O MPLA, no poder em Angola desde 1975 e apostado em lá ficar por mais umas dezenas de anos, informou hoje que a campanha eleitoral do partido para as próximas eleições será inteiramente conduzida pelo vice-presidente e candidato a Presidente da República, bem como ministro da Defesa, João Lourenço.
Por Orlando Castro
A informação consta de um comunicado do Comité Central do MPLA, indicando que “a condução da acção externa da campanha eleitoral do MPLA vai ser feita sob o comando do vice-presidente do partido”, o também ministro da Defesa que, obviamente, conduzirá com toda a imparcialidade os cargos oficiais que ocupa.
Será difícil saber-se onde, em campanha, termina o ministro da Defesa e começa o dirigente partidário, e vice-versa. Mas, em Angola, isso é completamente irrelevante. Ou não fosse o actual presidente do MPLA, Titular do Poder Executivo e Presidente da República (nunca nominalmente eleito) o mesmo cidadão, José Eduardo dos Santos, há 38 anos.
João Lourenço foi aprovado a 2 de Dezembro como cabeça-de-lista do partido às próximas eleições gerais em Angola previstas para Agosto, mas o anúncio oficial só teve lugar a 3 de Fevereiro, pela voz do presidente do MPLA e chefe de Estado angolano, José Eduardo dos Santos, que por sua vez não integra (calcula-se) qualquer lista candidata.

> Tarefas obrigatórias:
1) Segundo o excerto sobre a campanha eleitoral do MPLA, em que data foi João Lourenço aprovado como cabeça-de-lista do partido?
2) Transcreva, no excerto sobre a campanha eleitoral do MPLA, todo o trecho que vai de "Por Orlando Castro" até "há 38 anos.", inclusive.
O material não tem qualquer papel naquilo que aqui se pede.

> Registos extraídos:
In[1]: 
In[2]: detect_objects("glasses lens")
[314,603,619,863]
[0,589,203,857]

--

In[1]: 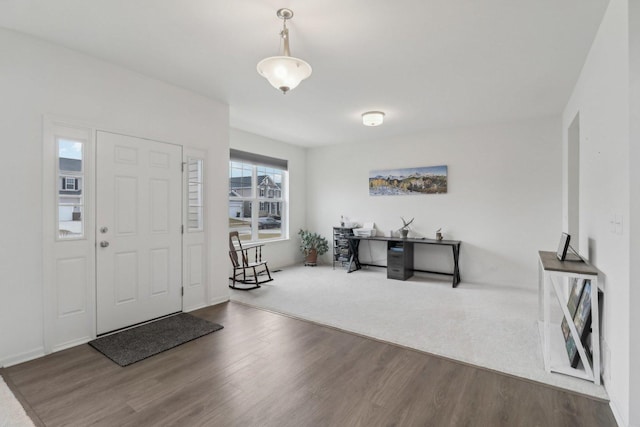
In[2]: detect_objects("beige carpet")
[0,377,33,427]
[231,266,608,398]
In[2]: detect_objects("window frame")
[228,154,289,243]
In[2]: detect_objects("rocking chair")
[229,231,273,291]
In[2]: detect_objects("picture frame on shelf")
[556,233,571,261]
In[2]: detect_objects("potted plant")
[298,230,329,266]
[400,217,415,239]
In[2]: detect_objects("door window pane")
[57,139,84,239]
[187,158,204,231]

...

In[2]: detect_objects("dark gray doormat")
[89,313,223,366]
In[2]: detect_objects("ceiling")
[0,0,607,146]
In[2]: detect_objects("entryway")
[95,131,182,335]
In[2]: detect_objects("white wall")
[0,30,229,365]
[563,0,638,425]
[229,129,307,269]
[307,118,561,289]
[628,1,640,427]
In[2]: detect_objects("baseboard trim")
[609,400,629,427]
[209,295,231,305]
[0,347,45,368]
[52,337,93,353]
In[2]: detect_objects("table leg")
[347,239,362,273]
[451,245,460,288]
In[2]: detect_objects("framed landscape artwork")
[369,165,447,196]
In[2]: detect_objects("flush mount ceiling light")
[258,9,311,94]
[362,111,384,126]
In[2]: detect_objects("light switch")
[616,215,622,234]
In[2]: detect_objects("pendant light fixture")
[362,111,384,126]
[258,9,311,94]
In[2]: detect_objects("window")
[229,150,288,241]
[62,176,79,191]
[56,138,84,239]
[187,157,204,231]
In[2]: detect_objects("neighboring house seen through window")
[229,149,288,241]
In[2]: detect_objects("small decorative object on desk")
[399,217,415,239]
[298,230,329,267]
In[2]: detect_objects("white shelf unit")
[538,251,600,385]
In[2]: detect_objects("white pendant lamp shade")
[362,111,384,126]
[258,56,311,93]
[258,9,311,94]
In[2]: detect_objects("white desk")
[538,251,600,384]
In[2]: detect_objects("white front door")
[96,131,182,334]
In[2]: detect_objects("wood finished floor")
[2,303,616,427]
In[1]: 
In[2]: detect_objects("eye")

> Respostas por tarefa:
1) A 2 de Dezembro.

2)
Por Orlando Castro
A informação consta de um comunicado do Comité Central do MPLA, indicando que “a condução da acção externa da campanha eleitoral do MPLA vai ser feita sob o comando do vice-presidente do partido”, o também ministro da Defesa que, obviamente, conduzirá com toda a imparcialidade os cargos oficiais que ocupa.
Será difícil saber-se onde, em campanha, termina o ministro da Defesa e começa o dirigente partidário, e vice-versa. Mas, em Angola, isso é completamente irrelevante. Ou não fosse o actual presidente do MPLA, Titular do Poder Executivo e Presidente da República (nunca nominalmente eleito) o mesmo cidadão, José Eduardo dos Santos, há 38 anos.